▶ _Text section_:
»»
You need three things: a key to work in, the chords that belong to that key, and a way to hear your ideas as you go. Pick a key you are comfortable with. C major and A minor are good starting points because they use no sharps or flats, which keeps the chords easy to read and play. If you are not sure which key suits the mood you are after, our guide to choosing the right key is a useful place to start.

The building blocks of a chord progression

Every progression is built from the chords that occur naturally in your key. Stack thirds on each note of the scale and you get seven chords, one per scale degree. Musicians label them with Roman numerals so a progression can be moved to any key: in a major key the chords are I, ii, iii, IV, V, vi, and vii°, and in a minor key they are i, ii°, III, iv, V, VI, and VII. Uppercase numerals are major chords, lowercase are minor, and the small circle marks a diminished chord. If Roman numerals are new to you, our guide to Roman numerals in music lays them out with a full chart.

What makes a progression feel like it is moving somewhere is harmonic function. Most tonal music sorts those chords into three roles:

  • Tonic (I, iii, vi). Home base. It sounds stable and at rest, and phrases usually start and end here.
  • Predominant, also called subdominant (ii, IV). A chord of motion that leads toward the dominant.
  • Dominant (V, vii°). The tension chord. It contains the leading tone and pulls strongly back to the tonic.

A great deal of music follows the cycle tonic to predominant to dominant and back to tonic, because that pattern builds tension and then releases it. The final chord or two of a phrase form a cadence, which decides how finished the phrase sounds:

  • Authentic (V to I). The strongest sense of arrival, used to end most pieces.
  • Plagal (IV to I). The softer "amen" ending common in hymns, gospel, and blues.
  • Half (ending on V). Leaves the phrase open, as if asking a question.
  • Deceptive (V to vi). Sets up the tonic, then sidesteps to vi for a surprise.

How to write a chord progression in Flat, step by step

  1. Create a new score and choose your instrument. Piano is a good choice because you can see and hear the full harmony on one staff. (Choosing instruments.)
  2. Set your key and time signature so the editor knows which chords belong to the key and how many beats each measure holds. (Set time and key signatures.)
  3. Write out the diatonic chords of your key so you can see your options at a glance.
  4. Choose a skeleton. A four chord loop is the simplest place to begin: lay out I, V, vi, IV and you have the backbone of countless songs.
  5. Enter the chords. Stack notes into chords on the staff, or add chord names above it. (Chord name input in Flat.)
  6. Play it back and adjust. Loop the section and slow the playback speed if you need to hear each change clearly.

Try this in Flat: In C major, enter I, V, vi, IV as C, G, A minor, F, one chord per measure, and loop it with playback. Then change the last chord from F to G, turning the ending into a V. Listen to how the loop suddenly wants to keep going instead of coming to rest. That single change is the difference between a resolved ending and an open one.
««
▶ _Information supplied_:
»»
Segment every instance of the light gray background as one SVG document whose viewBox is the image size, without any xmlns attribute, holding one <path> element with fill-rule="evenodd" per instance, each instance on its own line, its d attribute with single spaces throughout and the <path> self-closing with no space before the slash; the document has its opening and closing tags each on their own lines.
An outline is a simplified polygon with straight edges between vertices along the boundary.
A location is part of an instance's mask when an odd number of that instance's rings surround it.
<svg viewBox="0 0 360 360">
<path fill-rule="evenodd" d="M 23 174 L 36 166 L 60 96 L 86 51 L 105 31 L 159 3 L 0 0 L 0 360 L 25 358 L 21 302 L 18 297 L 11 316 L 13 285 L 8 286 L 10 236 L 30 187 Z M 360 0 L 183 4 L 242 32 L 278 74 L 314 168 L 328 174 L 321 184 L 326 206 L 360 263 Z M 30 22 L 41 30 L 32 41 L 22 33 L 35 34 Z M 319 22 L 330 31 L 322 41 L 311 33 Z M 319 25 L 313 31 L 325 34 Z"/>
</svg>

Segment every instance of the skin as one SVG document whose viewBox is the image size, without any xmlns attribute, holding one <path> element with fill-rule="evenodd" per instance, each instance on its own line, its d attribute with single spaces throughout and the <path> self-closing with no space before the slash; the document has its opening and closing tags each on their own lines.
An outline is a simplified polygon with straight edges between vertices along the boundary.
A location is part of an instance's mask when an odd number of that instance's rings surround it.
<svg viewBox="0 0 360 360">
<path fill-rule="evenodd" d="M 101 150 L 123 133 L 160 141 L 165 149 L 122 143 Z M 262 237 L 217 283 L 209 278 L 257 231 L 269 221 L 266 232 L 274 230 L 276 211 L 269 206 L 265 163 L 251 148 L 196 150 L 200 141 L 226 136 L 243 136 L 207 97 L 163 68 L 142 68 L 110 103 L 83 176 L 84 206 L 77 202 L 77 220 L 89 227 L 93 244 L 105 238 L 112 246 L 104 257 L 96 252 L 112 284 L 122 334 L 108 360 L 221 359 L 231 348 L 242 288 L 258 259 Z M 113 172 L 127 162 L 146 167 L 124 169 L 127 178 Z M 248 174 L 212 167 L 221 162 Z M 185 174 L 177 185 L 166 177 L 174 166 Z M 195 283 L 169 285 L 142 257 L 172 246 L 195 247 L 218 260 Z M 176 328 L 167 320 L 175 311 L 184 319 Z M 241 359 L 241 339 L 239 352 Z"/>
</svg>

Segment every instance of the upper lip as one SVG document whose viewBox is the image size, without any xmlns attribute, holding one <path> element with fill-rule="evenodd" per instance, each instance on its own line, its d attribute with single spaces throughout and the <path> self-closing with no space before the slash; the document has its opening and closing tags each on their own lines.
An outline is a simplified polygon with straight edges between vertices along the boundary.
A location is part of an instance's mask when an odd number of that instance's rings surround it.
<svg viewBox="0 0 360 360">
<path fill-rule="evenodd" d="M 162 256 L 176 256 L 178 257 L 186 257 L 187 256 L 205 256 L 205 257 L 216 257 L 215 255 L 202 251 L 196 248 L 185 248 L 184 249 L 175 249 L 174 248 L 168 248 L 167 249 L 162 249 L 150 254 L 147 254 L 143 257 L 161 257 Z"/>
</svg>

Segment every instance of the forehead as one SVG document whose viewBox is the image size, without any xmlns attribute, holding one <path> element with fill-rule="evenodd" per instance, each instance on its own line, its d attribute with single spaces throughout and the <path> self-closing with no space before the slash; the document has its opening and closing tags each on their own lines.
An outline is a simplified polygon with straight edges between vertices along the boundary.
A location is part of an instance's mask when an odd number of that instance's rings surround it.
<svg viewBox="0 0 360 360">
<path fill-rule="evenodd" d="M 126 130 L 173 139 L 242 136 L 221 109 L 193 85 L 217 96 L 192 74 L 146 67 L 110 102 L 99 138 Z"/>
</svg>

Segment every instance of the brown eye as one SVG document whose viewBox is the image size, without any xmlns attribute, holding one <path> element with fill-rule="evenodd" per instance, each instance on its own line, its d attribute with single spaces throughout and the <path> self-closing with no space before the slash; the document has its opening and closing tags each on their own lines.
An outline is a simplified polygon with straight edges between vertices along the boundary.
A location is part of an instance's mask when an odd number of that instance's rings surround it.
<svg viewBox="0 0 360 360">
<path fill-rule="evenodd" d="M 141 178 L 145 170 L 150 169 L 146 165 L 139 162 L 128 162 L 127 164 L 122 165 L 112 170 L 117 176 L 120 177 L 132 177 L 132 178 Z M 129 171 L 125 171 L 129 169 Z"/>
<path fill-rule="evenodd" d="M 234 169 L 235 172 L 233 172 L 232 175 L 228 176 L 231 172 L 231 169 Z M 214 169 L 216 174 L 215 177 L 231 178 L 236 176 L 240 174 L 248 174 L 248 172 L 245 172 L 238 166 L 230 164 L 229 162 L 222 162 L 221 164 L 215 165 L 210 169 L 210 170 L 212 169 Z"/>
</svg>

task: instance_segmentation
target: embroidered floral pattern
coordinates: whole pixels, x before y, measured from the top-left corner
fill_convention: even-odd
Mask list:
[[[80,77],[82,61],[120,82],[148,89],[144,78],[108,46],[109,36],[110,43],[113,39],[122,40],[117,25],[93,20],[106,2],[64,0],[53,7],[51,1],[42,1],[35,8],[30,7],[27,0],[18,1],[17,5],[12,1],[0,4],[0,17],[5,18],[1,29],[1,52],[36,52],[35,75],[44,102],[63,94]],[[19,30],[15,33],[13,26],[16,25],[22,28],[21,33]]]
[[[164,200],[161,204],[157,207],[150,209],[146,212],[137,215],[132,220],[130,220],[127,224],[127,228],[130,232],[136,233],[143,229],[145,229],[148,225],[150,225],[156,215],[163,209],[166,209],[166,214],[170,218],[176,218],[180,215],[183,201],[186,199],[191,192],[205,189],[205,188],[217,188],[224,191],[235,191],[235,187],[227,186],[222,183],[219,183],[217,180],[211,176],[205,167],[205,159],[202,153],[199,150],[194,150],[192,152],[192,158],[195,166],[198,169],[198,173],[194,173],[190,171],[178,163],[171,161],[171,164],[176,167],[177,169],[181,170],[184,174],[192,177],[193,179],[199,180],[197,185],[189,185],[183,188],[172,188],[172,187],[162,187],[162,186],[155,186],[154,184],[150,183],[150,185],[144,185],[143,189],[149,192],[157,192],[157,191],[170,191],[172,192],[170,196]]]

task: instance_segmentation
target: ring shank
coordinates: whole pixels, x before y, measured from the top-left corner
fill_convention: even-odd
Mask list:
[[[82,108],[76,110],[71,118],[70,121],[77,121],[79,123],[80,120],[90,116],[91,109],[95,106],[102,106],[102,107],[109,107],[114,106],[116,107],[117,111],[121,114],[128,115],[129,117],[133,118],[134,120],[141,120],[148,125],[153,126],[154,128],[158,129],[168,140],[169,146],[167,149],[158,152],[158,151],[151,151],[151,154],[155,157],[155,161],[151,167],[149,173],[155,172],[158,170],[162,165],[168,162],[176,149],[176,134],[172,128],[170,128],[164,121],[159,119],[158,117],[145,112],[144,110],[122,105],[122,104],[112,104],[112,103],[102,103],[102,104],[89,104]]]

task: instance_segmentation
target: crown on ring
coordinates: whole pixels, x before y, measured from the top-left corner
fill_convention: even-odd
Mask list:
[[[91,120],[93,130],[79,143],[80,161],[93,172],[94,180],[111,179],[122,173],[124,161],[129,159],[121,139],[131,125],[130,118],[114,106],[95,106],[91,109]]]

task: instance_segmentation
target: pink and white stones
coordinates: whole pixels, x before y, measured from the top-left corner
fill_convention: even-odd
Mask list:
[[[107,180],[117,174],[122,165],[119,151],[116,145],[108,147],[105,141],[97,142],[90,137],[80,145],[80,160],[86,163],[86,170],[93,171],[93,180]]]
««
▶ _Stated problem 1_: Reproduce the chord progression text verbatim, from "3. Write out" up to and including "of countless songs.".
▶ _Stated problem 2_: In one to three sentences, explain why the chord progression text recommends C major and A minor as starting keys.

▶ _Correct answer 1_:
3. Write out the diatonic chords of your key so you can see your options at a glance.
  4. Choose a skeleton. A four chord loop is the simplest place to begin: lay out I, V, vi, IV and you have the backbone of countless songs.

▶ _Correct answer 2_: C major and A minor use no sharps or flats. This keeps the chords easy to read and play.